Given the current resurgence of interest in television, the invitation card to Lucy McKenzie’s exhibition at Galerie Buchholz – with its still from the TV series The Walking Dead (2010-ongoing) – wouldn’t be so remarkable, if it didn’t also evoke the abject and the diseased, while contrasting with McKenzie’s usual preference for the décor of Art Nouveau. In light of the exhibition’s title, Inspired by an Atlas of Leprosy, one can safely assume that something is amiss in McKenzie’s world, a world that has until now always been staged with confident style. After all, this decay of still-living fingers and nose (a Biblical trope in itself), represents the source of all terrifying infections.
Inspired by an Atlas of Leprosy simulated an apartment and, like McKenzie’s other recent shows, consisted of illusionistic paintings-turned-interiors emphasizing the craft-related aspects of image production. Whereas in past years her works have concentrated on architectures and facades, this exhibition was dominated by interiors that conquered the space as sculpture. Mock-ups of desks, chairs, beds, card-index cabinets, wardrobes and a dressing table, as well as maps and notice boards, make up the furnishings, their painted wood and marble surfaces bearing trompe-l’oeil coffee cups, writing implements and cosmetics (all works 2015, originally developed for an unrealized exhibition at BOZAR, Brussels).
The show was full of reality-shifts that were announced in the titles of the works. The mattress of the Serrancolin Bed in the bedroom, executed as oil on canvas stretched on MDF, has a marble surface. The desks and 10 noticeboards, on the other hand, are all titled Quodlibet. Since the late 17th century, the quodlibet has been a sub-genre within trompe-l’oeil painting, depicting assemblages of written documents and writing implements thrown together at random. Unlike composed still lifes, quodlibets thrive on the chance quality of the arrangement, staging found fragments of reality. With the term quodlibet, McKenzie defines obviously sculptural works via their titles as paintings. Magazines, coffee cups, mobile phones, business letters or brochures: everything stands, lies or hangs on the surfaces, suggesting a real inhabitant.
The frames of the bed, the chairs, the dressing table and the desk are made of copper tubes whose curves recall the stream-lined modernism of Raymond Loewy, though their materiality also gives them a distinctive look of physical warmth. Unlike real marble, McKenzie’s painted serrancolin surfaces not only appear soft as a mattress, but in some cases also recall the kind of tissue section found in atlases of leprosy. This ‘organic’ look was reinforced by the copper tubes and their echoing of blood vessels.
Replete with allusions to the undead, leprosy and historical painting genres, with a wealth of peculiar shifts like a ‘marble mattress’, and heightened by the fact that the pictures are presented not on canvases but on sculptures, the viewer’s curiosity was more kindled than calmed. This sensation was due not least to the feeling of entering not a white cube but an abandoned apartment complete with bedroom.
At the same time, the physical dimension of the exhibition qualifies her interiors as a housing for zombies. Today, the undead stagger not only through TV series and movies, but also hang on gallery walls in the form of zombie formalism. But with its seemingly arbitrary artistic references, its web-enhanced savvy about recent art history, and its rapid rate of production, zombie formalism is in many ways the opposite of McKenzie’s painstakingly produced and crafted-looking worlds, which situate themselves within the historical context of both Art Nouveau and Flemish still life painting. Individual elements in her work appear overdetermined like dream symbols: marble is never legible as just marble, but also not as a mattress or dermatological tissue section. The copper frames of the furniture suggest not only arteries but also the handrails on an ocean liner.

- _Activity_
Please say what title the desks and noticeboards share in the exhibition review.

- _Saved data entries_
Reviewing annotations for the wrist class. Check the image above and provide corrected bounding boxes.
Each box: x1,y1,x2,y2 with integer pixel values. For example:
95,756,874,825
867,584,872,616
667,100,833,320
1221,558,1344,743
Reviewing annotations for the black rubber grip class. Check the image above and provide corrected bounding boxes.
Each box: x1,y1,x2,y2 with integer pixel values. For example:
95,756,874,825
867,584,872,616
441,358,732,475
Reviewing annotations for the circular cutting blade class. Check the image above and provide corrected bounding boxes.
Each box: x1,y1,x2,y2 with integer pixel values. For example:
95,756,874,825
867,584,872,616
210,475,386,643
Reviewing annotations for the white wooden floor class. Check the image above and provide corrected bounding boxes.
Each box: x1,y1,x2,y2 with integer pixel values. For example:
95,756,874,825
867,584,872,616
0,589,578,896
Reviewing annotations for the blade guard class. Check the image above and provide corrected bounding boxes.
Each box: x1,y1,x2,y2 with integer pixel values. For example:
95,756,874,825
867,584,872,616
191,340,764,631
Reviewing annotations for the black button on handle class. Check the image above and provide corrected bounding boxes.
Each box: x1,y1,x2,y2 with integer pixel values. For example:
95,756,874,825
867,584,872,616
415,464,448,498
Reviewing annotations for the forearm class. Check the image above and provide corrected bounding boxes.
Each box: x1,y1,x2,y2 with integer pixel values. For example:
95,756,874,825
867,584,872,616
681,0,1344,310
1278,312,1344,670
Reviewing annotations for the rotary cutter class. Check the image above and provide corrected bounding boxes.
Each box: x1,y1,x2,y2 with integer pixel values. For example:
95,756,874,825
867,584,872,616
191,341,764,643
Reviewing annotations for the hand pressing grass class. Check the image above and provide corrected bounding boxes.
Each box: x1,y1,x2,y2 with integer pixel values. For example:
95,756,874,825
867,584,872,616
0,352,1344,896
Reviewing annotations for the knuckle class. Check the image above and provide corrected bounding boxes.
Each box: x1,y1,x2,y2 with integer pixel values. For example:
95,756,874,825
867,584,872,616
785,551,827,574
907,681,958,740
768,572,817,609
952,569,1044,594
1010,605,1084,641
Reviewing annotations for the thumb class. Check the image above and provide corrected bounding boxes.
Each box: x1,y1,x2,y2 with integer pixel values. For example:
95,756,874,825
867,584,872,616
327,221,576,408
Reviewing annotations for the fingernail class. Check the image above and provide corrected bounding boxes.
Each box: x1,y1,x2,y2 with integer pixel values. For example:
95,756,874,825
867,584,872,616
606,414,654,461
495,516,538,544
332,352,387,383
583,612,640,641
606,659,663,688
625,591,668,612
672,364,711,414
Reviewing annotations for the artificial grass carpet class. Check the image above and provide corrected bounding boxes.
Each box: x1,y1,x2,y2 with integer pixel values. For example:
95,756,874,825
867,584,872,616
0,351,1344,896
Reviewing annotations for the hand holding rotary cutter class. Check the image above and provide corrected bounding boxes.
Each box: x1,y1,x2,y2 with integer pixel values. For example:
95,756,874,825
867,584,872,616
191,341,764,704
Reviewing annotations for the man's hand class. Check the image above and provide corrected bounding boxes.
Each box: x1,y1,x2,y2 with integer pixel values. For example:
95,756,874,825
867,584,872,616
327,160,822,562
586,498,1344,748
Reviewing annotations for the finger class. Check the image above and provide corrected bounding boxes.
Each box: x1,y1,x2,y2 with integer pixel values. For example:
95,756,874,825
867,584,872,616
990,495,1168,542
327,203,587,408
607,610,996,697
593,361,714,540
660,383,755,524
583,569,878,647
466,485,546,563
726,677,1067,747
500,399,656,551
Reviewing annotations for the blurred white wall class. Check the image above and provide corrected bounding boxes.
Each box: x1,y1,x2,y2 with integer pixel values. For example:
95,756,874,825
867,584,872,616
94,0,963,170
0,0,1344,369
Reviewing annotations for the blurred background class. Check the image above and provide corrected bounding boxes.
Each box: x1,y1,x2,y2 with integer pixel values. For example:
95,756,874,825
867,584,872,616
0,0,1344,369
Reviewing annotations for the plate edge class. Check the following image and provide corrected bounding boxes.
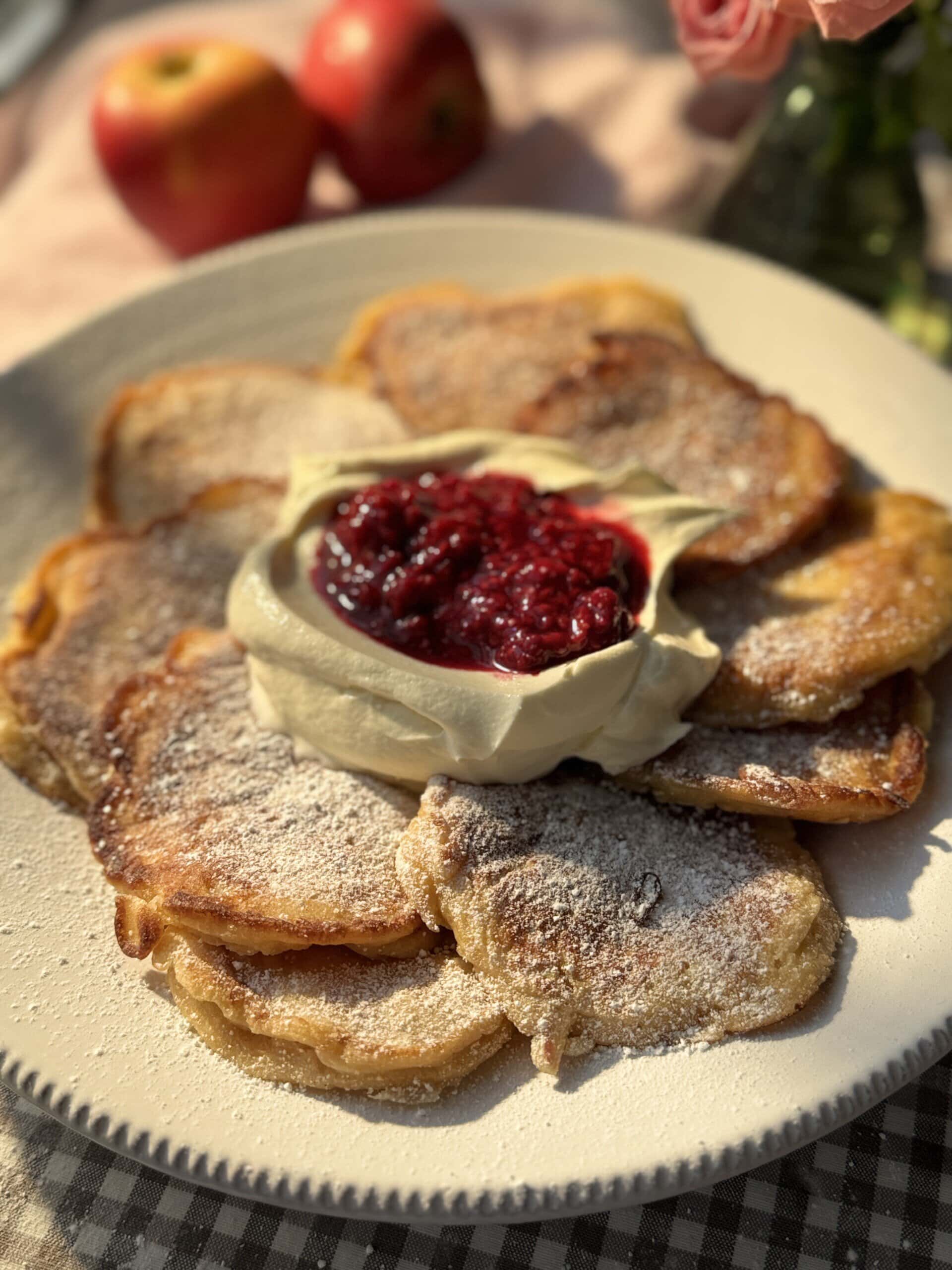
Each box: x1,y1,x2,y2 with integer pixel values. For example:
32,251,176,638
0,1015,952,1225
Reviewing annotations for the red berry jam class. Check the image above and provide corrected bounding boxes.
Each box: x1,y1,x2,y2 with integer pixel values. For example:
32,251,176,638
311,472,648,674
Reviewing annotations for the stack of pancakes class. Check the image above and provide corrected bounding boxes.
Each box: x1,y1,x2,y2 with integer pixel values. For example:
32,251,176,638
0,278,952,1101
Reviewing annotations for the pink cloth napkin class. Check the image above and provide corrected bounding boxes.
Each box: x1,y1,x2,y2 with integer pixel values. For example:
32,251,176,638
0,0,731,365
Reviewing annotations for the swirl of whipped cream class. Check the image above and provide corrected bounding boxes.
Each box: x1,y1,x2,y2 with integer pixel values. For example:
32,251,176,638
229,431,730,784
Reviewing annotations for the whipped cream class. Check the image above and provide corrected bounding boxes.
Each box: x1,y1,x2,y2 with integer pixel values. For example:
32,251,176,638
229,431,730,784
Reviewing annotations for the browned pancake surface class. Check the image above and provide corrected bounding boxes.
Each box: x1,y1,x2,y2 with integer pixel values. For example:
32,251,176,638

- _Solved exercise_
They are all titled Quodlibet.